> [Extract to read]
········

In a blend of fact and fiction, including family secrets, documents from the era, and a thin, fragmentary case file unsealed by the court, novelist Sheila O'Connor tells the story of V, a talented fifteen-year-old singer in 1930s Minneapolis whose pregnancy by a nightclub owner led to her incarceration for "immorality" in an abusive institution.
To the blend of fact and fiction we expect from historical fiction, Sheila O’Connor’s experimental novel Evidence of V adds poetry and memoir, and arrives at a cohesive and moving portrait of the grandmother she never knew. The novel’s unusual approach to storytelling—'Fragments, Facts and Fictions'—comes to seem perfectly suited to its topic ... O’Connor builds a collage of imaginary vignettes and fascinating/horrifying historical documents that brings to life a lively, talented girl and her bitter fate ... In addition to the adult audience it deserves, I hope this book gets passed around by girls in and out of such places, its literary magic restoring to them their history.

········

> [Data listing]
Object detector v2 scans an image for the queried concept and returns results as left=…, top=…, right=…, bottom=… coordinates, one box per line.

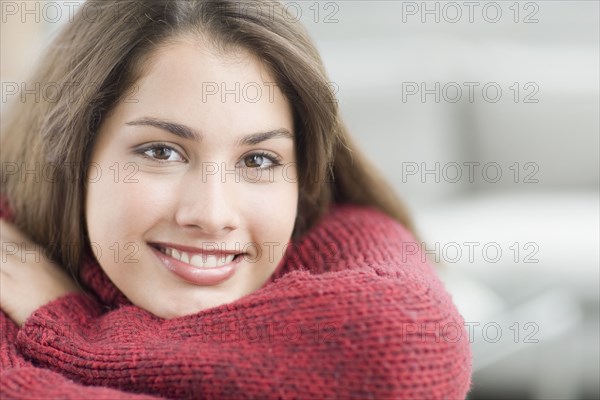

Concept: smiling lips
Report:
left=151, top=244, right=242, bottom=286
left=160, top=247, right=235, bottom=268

········

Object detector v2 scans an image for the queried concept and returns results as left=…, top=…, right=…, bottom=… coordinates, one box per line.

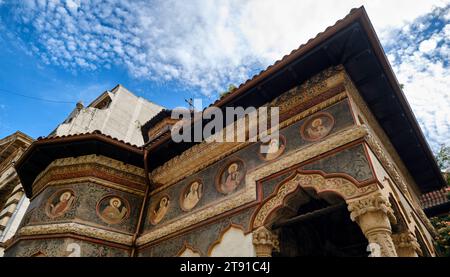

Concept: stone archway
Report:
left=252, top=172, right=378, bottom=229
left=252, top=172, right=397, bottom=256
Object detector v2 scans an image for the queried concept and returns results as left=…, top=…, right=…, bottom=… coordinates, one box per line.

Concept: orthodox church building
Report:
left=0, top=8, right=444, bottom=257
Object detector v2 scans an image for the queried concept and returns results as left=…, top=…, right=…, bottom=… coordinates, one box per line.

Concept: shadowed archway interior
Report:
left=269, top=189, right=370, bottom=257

········

> [Your tasks]
1: Please reproduce the passage on Evidence of V word for word, starting with "To the blend" and going on through "them their history.".
2: Extend the passage on Evidence of V, picking up right after its final sentence.

> [Responses for each task]
1:
To the blend of fact and fiction we expect from historical fiction, Sheila O’Connor’s experimental novel Evidence of V adds poetry and memoir, and arrives at a cohesive and moving portrait of the grandmother she never knew. The novel’s unusual approach to storytelling—'Fragments, Facts and Fictions'—comes to seem perfectly suited to its topic ... O’Connor builds a collage of imaginary vignettes and fascinating/horrifying historical documents that brings to life a lively, talented girl and her bitter fate ... In addition to the adult audience it deserves, I hope this book gets passed around by girls in and out of such places, its literary magic restoring to them their history.

2:
With each page comes an awakening and a documentation of the author’s personal struggle to find her family’s truth, the words piece together to create a vivid quilt of O’Connor’s thoughts and ideas surrounding her genetic history. During their time with this book, the reader will, however, feel a lack of depth in plot and character. A trait that restricts the book’s ability to transcend itself as a story, but a trait that allows and propels, compels the book to transcend itself as socio-political art. The information we think we want as readers of literature, the information we think we need to be satisfied with the story as a story, we never get. O’Connor makes sure of this because she never gets it either and no one can give you something they don’t have to begin with. No one gets it and we’re left having to fill in the blanks left over from O’Connor’s filling in the blanks and what even happened really, we’re wondering? That’s the question and the problem as one ... All of this is conveyed through an engaging blend of historical documents, family stories, well-timed and thought-provoking poems and one-liners, and extrapolated imagination. O’Connor’s background as a writer, teacher, and academic is fully evident in the composition and orchestration of it all. As she writes, she calls on us to think and reflect, to ask questions even if it’s just to fill the void left behind by historical silence ... At best, this book will spark a cascade of curiosity, anger, and a similar hunger for knowledge as is palpable in O’Connor herself. Evidence of V has synthesized the existing facts and data and infused them with the author’s raw emotion, emotion—the catalyst of change and the beginning of an answer.
In riveting juxtaposition of prose and historical research, O’Connor recreates an almost Atwoodian reality ... V’s harrowing tale highlights the stark reality of an all-too-recent past where victims of sexual abuse were scapegoated for their perpetrator’s crimes. O’Connor’s engrossing, powerful narrative will appeal to those who enjoy the work of Amy Bloom.